- **WHAT NEEDS TO BE DONE**: Below are the records; copy exactly the stretch from the line containing "Where can the spider body" through the line containing "Where can the front fender", both ends included, and nothing else.

*** RECORDS FOR PROCESSING ***

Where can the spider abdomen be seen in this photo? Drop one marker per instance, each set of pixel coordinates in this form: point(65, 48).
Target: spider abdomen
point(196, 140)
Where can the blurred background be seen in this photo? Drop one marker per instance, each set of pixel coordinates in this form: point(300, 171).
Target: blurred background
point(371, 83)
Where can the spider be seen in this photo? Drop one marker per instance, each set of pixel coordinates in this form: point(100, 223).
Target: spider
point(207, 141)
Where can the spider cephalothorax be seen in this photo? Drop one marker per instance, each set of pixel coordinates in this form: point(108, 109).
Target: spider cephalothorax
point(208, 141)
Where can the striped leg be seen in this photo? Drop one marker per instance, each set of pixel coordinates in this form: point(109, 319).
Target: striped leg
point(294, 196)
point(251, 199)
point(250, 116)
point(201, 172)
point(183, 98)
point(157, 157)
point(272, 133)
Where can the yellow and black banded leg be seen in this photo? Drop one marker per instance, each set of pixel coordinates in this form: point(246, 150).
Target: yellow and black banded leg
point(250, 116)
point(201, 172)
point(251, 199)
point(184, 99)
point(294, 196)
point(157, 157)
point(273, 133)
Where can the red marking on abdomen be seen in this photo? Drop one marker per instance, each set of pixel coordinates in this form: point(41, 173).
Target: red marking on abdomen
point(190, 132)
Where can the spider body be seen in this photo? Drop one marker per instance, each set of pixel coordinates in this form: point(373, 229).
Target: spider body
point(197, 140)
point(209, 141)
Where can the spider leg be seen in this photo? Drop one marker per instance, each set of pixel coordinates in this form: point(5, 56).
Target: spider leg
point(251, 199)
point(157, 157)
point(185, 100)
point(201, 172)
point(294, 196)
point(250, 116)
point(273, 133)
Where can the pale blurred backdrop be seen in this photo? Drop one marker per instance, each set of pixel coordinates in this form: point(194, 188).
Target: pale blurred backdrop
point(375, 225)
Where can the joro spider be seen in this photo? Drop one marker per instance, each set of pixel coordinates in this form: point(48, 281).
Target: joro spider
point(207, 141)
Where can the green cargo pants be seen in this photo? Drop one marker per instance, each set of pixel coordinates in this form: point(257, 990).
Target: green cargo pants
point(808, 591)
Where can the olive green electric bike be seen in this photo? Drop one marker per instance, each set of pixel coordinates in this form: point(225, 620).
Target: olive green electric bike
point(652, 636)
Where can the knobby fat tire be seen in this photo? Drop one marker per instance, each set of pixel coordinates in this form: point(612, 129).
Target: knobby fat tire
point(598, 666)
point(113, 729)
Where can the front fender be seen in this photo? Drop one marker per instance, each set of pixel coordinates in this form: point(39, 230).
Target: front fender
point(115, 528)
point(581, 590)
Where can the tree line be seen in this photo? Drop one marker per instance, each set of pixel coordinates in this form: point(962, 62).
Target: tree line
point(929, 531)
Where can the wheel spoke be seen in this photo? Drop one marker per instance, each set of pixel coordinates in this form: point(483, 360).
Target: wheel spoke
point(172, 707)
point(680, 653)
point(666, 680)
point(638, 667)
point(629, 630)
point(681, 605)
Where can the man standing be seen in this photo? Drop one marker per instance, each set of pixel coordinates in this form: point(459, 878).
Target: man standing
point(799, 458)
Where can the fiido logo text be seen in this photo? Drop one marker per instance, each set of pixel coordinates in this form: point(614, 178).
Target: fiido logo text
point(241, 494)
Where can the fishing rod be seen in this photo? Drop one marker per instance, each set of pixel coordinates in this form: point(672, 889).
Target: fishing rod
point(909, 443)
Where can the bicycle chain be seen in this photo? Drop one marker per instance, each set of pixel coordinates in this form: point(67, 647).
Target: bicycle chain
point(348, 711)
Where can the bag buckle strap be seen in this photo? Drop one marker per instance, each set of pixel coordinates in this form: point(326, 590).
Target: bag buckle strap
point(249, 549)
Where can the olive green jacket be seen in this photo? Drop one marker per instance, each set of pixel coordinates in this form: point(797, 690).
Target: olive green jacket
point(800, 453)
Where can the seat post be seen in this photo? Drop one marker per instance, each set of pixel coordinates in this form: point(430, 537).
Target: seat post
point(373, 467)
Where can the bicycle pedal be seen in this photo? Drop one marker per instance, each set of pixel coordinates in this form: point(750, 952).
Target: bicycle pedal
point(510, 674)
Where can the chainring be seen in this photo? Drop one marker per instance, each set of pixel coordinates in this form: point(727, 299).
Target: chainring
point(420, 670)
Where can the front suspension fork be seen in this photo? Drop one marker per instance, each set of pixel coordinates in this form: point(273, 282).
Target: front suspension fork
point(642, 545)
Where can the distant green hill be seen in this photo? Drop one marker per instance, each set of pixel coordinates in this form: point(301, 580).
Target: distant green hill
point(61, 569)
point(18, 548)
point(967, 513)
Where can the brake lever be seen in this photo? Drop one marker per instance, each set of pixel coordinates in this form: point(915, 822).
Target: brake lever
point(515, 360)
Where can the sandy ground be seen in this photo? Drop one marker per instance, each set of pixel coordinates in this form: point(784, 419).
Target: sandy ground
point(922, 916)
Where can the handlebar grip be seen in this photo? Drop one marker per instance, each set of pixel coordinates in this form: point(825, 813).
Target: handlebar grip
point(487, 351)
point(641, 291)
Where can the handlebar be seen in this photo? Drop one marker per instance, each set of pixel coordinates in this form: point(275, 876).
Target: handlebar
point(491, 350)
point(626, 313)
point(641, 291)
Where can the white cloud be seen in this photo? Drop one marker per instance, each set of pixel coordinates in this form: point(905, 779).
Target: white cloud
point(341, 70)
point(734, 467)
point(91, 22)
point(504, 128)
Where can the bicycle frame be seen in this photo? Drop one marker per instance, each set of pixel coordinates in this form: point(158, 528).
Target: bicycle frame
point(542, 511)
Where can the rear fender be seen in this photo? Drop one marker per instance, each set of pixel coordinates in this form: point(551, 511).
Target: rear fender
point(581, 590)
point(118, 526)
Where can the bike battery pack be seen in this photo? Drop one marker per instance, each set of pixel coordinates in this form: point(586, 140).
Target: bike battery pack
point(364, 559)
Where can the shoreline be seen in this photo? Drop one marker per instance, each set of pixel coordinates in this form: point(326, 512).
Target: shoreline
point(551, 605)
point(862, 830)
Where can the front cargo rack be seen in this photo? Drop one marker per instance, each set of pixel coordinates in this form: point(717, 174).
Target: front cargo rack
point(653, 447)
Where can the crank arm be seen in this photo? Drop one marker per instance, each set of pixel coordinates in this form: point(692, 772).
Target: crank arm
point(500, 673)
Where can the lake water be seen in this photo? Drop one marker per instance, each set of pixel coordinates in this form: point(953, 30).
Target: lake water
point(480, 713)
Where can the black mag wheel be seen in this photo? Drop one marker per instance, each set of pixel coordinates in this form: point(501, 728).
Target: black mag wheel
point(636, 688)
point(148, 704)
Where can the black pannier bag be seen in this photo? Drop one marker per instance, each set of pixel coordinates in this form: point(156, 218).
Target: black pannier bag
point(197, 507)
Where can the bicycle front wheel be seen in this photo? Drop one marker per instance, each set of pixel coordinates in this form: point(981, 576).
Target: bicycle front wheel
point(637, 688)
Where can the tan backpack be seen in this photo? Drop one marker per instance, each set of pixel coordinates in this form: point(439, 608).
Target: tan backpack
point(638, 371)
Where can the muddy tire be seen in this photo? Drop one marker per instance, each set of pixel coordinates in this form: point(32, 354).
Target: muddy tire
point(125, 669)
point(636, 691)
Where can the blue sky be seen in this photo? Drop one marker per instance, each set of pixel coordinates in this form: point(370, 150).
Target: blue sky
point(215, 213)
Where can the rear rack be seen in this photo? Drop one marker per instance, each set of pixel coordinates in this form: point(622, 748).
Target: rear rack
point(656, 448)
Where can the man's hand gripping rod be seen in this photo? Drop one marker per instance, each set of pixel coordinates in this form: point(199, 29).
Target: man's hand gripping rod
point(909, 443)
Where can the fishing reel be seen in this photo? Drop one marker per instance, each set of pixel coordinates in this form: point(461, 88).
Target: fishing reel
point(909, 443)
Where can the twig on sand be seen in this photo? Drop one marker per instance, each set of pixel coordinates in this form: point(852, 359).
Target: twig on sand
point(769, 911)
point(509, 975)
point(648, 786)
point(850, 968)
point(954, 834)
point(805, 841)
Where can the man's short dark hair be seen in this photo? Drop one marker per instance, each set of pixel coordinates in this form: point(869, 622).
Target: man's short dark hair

***

- **SOLUTION TO THIS PROBLEM**:
Where can the spider body be seen in this photo? Drop one marker per instance, each set of pixel coordinates in this form: point(373, 229).
Target: spider body
point(197, 140)
point(209, 141)
Where can the spider leg be seen in this photo? Drop one marker per instance, each set of pixel coordinates in this form: point(5, 56).
Target: spider leg
point(251, 199)
point(157, 157)
point(185, 100)
point(201, 172)
point(294, 196)
point(250, 116)
point(273, 133)
Where can the pale blurred backdrop be seen in this photo? Drop one marker per instance, each set of pixel coordinates in this form: point(194, 188).
Target: pale blurred backdrop
point(375, 225)
Where can the joro spider be seen in this photo? Drop one marker per instance, each set of pixel coordinates in this form: point(48, 281).
Target: joro spider
point(207, 141)
Where can the green cargo pants be seen in this photo? Drop one marker per instance, each set of pixel coordinates in this form: point(257, 990).
Target: green cargo pants
point(808, 591)
Where can the olive green electric bike be seen in this photo? Drop one marker per instance, each set of pixel coordinates in this form: point(225, 620).
Target: olive green electric bike
point(652, 636)
Where can the knobby fat tire be seen in this photo? Drop one marker per instance, each set of pixel coordinates in this form: point(612, 129).
Target: knobby fat tire
point(598, 666)
point(113, 729)
Where can the front fender be seen in this photo? Drop one marker per instance, each set of pixel coordinates in this form: point(39, 230).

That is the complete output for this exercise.